╭──
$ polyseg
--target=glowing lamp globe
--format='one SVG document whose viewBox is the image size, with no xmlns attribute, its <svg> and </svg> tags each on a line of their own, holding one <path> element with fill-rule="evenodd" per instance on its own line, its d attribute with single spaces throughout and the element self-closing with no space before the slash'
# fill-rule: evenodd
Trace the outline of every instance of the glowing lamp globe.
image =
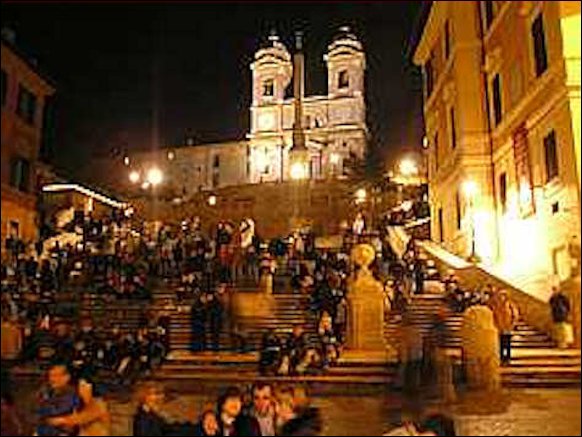
<svg viewBox="0 0 582 437">
<path fill-rule="evenodd" d="M 159 168 L 153 167 L 150 168 L 147 172 L 147 181 L 152 184 L 152 186 L 160 185 L 164 180 L 164 175 Z"/>
</svg>

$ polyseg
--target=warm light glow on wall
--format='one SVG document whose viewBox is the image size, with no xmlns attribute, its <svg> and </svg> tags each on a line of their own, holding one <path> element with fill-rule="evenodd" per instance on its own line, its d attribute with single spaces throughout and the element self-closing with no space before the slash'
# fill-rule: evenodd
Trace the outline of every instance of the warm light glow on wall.
<svg viewBox="0 0 582 437">
<path fill-rule="evenodd" d="M 475 252 L 482 264 L 492 265 L 495 254 L 491 243 L 495 241 L 492 226 L 495 220 L 493 211 L 476 208 L 473 212 L 475 226 Z"/>
<path fill-rule="evenodd" d="M 527 180 L 522 179 L 521 184 L 519 184 L 519 204 L 529 205 L 532 202 L 532 191 L 530 184 Z"/>
<path fill-rule="evenodd" d="M 216 205 L 216 196 L 215 195 L 211 195 L 208 197 L 208 204 L 210 206 L 215 206 Z"/>
<path fill-rule="evenodd" d="M 297 181 L 307 178 L 307 166 L 302 162 L 295 162 L 291 165 L 291 179 Z"/>
<path fill-rule="evenodd" d="M 130 163 L 129 156 L 125 156 L 125 157 L 123 158 L 123 163 L 124 163 L 125 165 L 129 165 L 129 163 Z"/>
<path fill-rule="evenodd" d="M 340 162 L 340 156 L 337 153 L 332 153 L 331 155 L 329 155 L 329 162 L 333 165 L 338 165 Z"/>
<path fill-rule="evenodd" d="M 255 153 L 253 153 L 253 161 L 255 168 L 259 173 L 266 173 L 267 167 L 269 166 L 269 159 L 265 150 L 255 149 Z"/>
<path fill-rule="evenodd" d="M 463 193 L 465 194 L 465 196 L 467 197 L 467 199 L 474 199 L 475 196 L 477 195 L 477 192 L 479 191 L 479 188 L 477 187 L 477 183 L 475 181 L 465 181 L 463 182 Z"/>
<path fill-rule="evenodd" d="M 503 262 L 501 269 L 509 277 L 527 275 L 544 264 L 543 232 L 533 218 L 521 219 L 510 214 L 501 220 Z"/>
</svg>

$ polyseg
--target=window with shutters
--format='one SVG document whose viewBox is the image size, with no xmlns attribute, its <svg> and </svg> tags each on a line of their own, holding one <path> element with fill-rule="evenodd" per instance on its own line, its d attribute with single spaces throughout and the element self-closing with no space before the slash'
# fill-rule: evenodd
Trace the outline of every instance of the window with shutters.
<svg viewBox="0 0 582 437">
<path fill-rule="evenodd" d="M 559 175 L 556 132 L 553 130 L 544 138 L 544 154 L 546 161 L 546 182 L 550 182 Z"/>
<path fill-rule="evenodd" d="M 337 76 L 337 87 L 338 88 L 348 88 L 350 86 L 350 77 L 348 76 L 348 70 L 342 70 Z"/>
<path fill-rule="evenodd" d="M 275 95 L 275 83 L 273 79 L 267 79 L 263 82 L 263 96 L 273 97 Z"/>
<path fill-rule="evenodd" d="M 25 86 L 18 87 L 16 113 L 28 124 L 34 124 L 36 116 L 36 96 Z"/>
<path fill-rule="evenodd" d="M 507 212 L 507 173 L 499 175 L 499 203 L 503 214 Z"/>
<path fill-rule="evenodd" d="M 457 148 L 457 126 L 455 108 L 453 108 L 452 106 L 449 109 L 449 131 L 451 135 L 451 148 L 454 150 Z"/>
<path fill-rule="evenodd" d="M 449 59 L 451 55 L 451 22 L 447 20 L 445 22 L 445 61 Z"/>
<path fill-rule="evenodd" d="M 18 191 L 30 191 L 30 161 L 24 158 L 13 158 L 10 162 L 10 185 Z"/>
<path fill-rule="evenodd" d="M 541 76 L 548 69 L 548 53 L 544 32 L 543 15 L 540 13 L 531 25 L 536 76 Z"/>
<path fill-rule="evenodd" d="M 457 218 L 457 229 L 461 229 L 462 211 L 461 211 L 461 195 L 457 191 L 455 194 L 455 212 Z"/>
<path fill-rule="evenodd" d="M 493 76 L 491 81 L 491 98 L 493 99 L 493 122 L 497 126 L 503 119 L 503 106 L 501 101 L 501 78 L 499 73 Z"/>
</svg>

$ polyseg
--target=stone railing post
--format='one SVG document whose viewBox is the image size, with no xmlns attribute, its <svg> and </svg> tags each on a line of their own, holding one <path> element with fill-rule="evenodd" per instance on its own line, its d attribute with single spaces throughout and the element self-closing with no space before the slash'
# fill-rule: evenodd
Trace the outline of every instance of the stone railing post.
<svg viewBox="0 0 582 437">
<path fill-rule="evenodd" d="M 465 312 L 461 340 L 468 386 L 486 392 L 500 390 L 499 334 L 489 308 L 474 306 Z"/>
</svg>

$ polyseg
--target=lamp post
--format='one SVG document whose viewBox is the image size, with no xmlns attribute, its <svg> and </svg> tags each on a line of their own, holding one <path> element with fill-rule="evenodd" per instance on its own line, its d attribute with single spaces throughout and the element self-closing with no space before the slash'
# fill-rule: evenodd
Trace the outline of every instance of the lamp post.
<svg viewBox="0 0 582 437">
<path fill-rule="evenodd" d="M 467 180 L 463 183 L 463 193 L 465 194 L 469 207 L 471 226 L 471 254 L 469 255 L 469 261 L 473 263 L 478 261 L 475 235 L 475 197 L 477 195 L 477 190 L 478 187 L 475 181 Z"/>
</svg>

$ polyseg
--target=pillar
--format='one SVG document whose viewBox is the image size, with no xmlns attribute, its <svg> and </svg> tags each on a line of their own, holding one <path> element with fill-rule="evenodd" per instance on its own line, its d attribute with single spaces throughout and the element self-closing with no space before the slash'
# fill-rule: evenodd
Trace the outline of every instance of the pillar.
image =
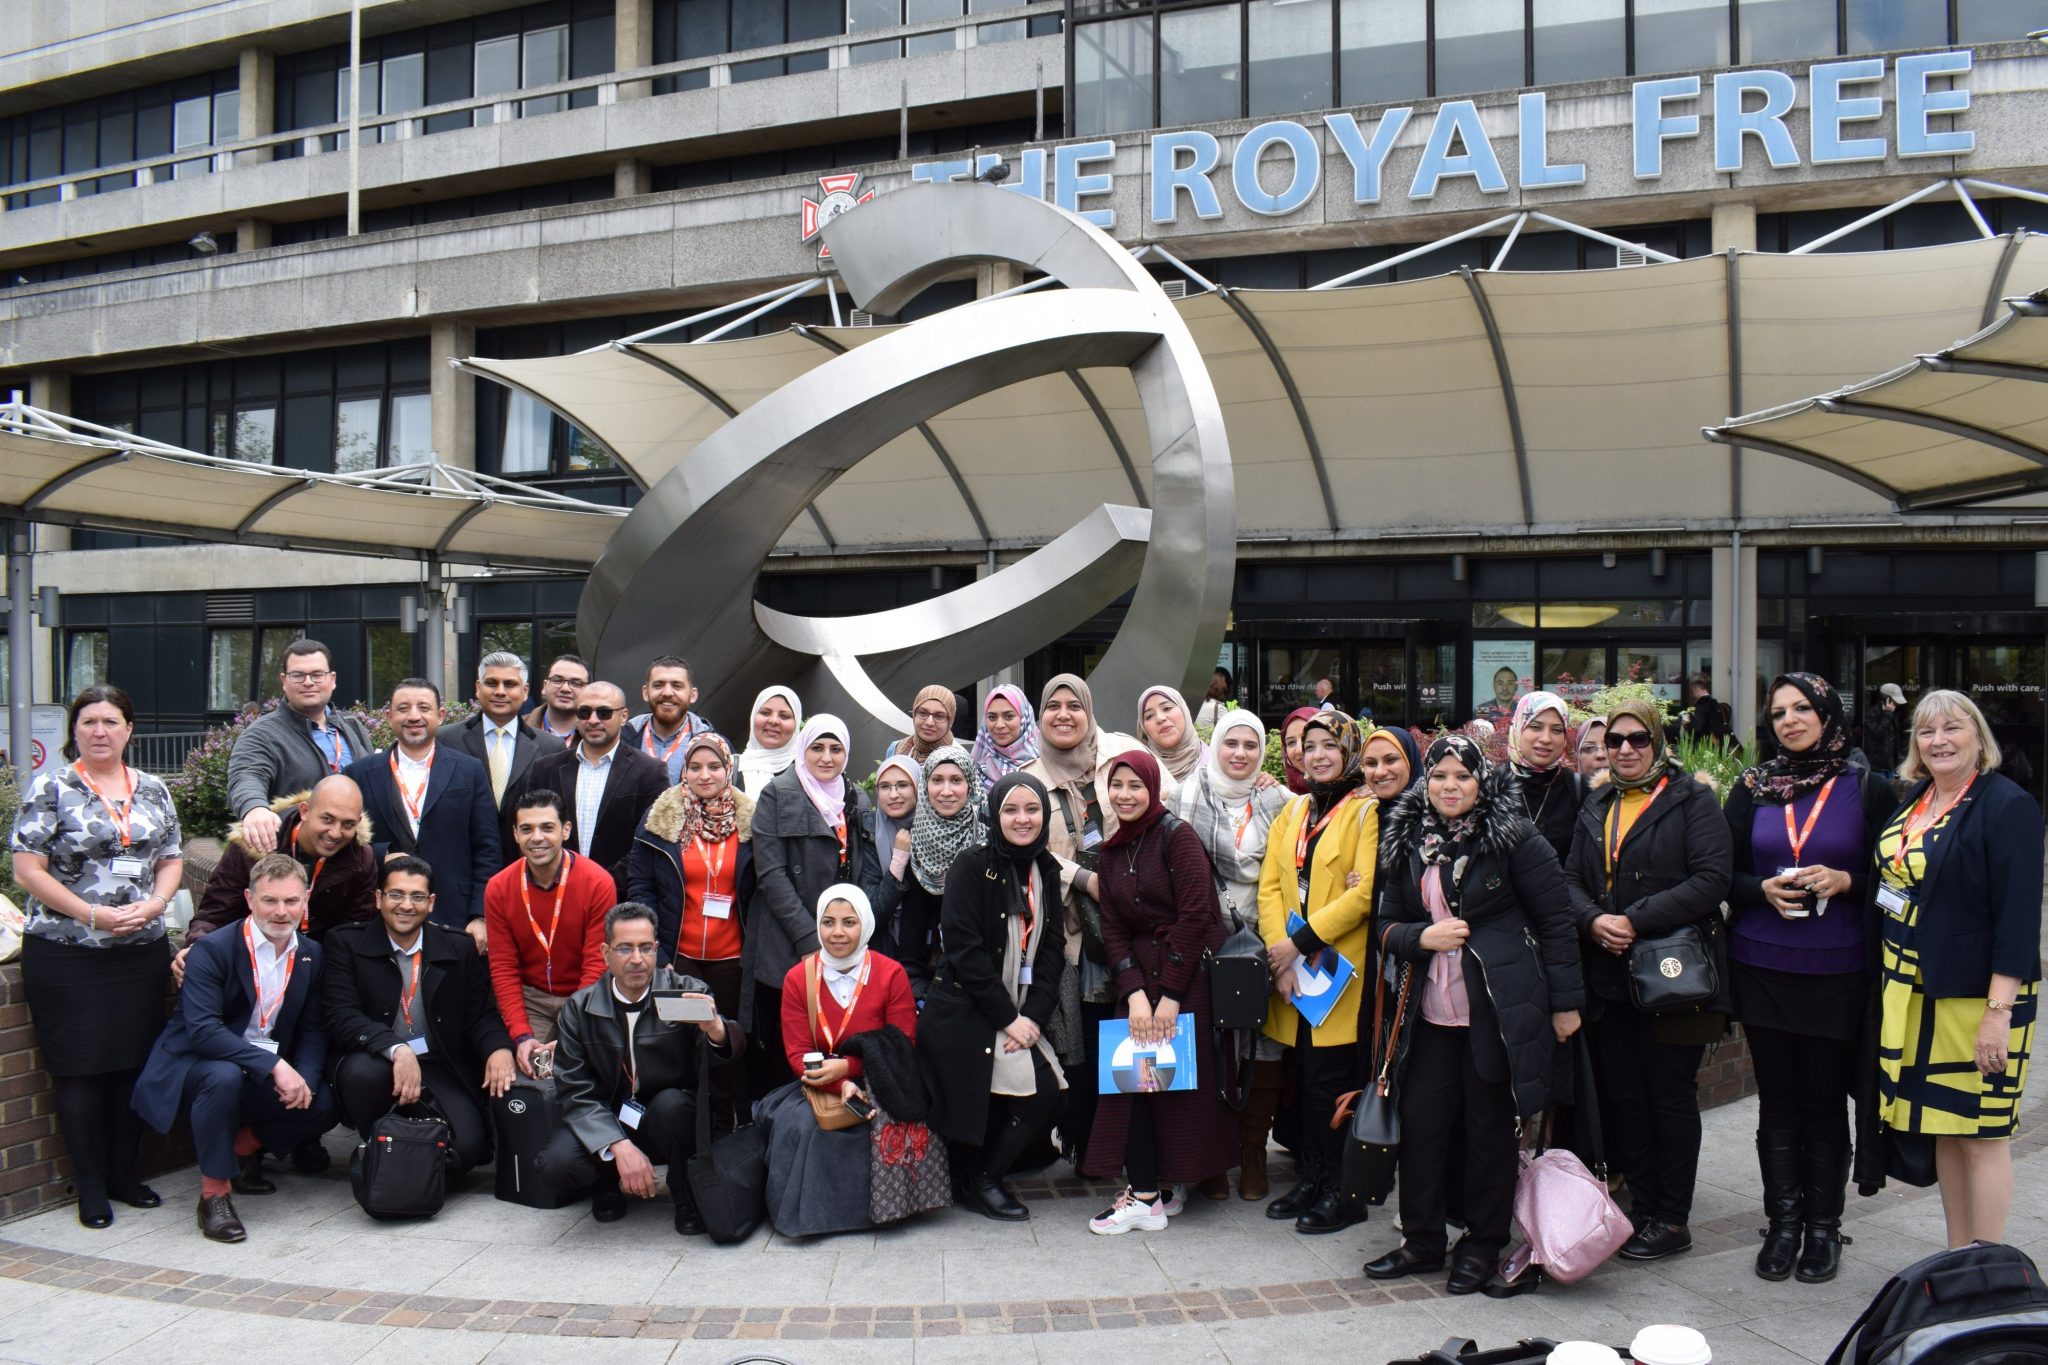
<svg viewBox="0 0 2048 1365">
<path fill-rule="evenodd" d="M 1737 538 L 1739 542 L 1739 537 Z M 1756 551 L 1749 546 L 1714 547 L 1714 695 L 1734 712 L 1735 737 L 1756 735 Z"/>
<path fill-rule="evenodd" d="M 38 370 L 28 377 L 28 401 L 44 412 L 71 411 L 71 376 L 63 370 Z M 71 548 L 71 528 L 68 526 L 38 526 L 36 528 L 37 550 L 68 550 Z M 38 650 L 49 647 L 47 640 L 38 640 Z"/>
<path fill-rule="evenodd" d="M 654 65 L 654 0 L 618 0 L 612 32 L 613 70 L 634 71 Z M 622 100 L 646 99 L 652 93 L 651 81 L 619 83 Z"/>
<path fill-rule="evenodd" d="M 475 327 L 466 322 L 434 324 L 427 348 L 434 457 L 458 469 L 476 468 L 476 377 L 449 362 L 475 354 Z"/>
<path fill-rule="evenodd" d="M 1739 200 L 1714 205 L 1714 252 L 1756 250 L 1756 205 Z"/>
<path fill-rule="evenodd" d="M 974 297 L 985 299 L 1024 283 L 1024 267 L 1014 261 L 984 261 L 974 268 Z"/>
<path fill-rule="evenodd" d="M 612 165 L 612 198 L 631 199 L 654 192 L 654 168 L 631 157 Z"/>
<path fill-rule="evenodd" d="M 270 245 L 270 224 L 261 218 L 235 221 L 235 250 L 261 251 Z"/>
<path fill-rule="evenodd" d="M 235 84 L 240 91 L 235 106 L 240 111 L 240 122 L 235 128 L 236 139 L 239 141 L 252 137 L 267 137 L 276 132 L 276 56 L 260 47 L 243 48 Z M 268 147 L 238 152 L 235 155 L 237 166 L 260 166 L 268 160 Z"/>
</svg>

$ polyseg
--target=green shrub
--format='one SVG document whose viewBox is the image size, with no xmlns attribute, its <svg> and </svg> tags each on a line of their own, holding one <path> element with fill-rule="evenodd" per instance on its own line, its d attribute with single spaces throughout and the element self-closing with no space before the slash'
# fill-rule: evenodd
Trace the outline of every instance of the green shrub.
<svg viewBox="0 0 2048 1365">
<path fill-rule="evenodd" d="M 17 910 L 22 908 L 21 888 L 14 884 L 14 855 L 9 852 L 13 846 L 14 816 L 21 809 L 21 786 L 15 781 L 14 765 L 0 765 L 0 830 L 8 835 L 7 845 L 0 847 L 0 895 L 14 902 Z"/>
</svg>

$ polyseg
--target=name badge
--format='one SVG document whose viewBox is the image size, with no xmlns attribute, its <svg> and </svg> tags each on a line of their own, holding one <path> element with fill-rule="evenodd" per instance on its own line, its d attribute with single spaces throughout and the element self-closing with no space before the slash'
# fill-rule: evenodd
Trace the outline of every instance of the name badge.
╰──
## Your objective
Starting at the line in the records above that contains "--target=green shrub", output every line up to and including the last one, with nothing added.

## Task output
--target=green shrub
--format='one SVG document whose viewBox is the image size, with no xmlns attribute, its <svg> and </svg> tags each on a line of their own, holding one <path> element with fill-rule="evenodd" per instance on its own line, its d attribute with single spaces throughout and the element self-closing with no space before the slash'
# fill-rule: evenodd
Trace the outline of every instance of the green shrub.
<svg viewBox="0 0 2048 1365">
<path fill-rule="evenodd" d="M 17 910 L 22 908 L 21 888 L 14 884 L 14 855 L 9 852 L 13 846 L 14 816 L 21 809 L 21 786 L 15 781 L 14 765 L 0 765 L 0 830 L 8 835 L 7 845 L 0 847 L 0 895 L 14 902 Z"/>
</svg>

$ polyseg
--target=name badge
--format='one SVG document whose viewBox is the image size, with no xmlns attribute, its <svg> and </svg> tags each on a line of their own, holding one <path> element with fill-rule="evenodd" per instance on its own line, its d attribute with single spaces throughout and the element self-closing with no space before the slash'
# fill-rule: evenodd
Trace the outline of every instance of the name badge.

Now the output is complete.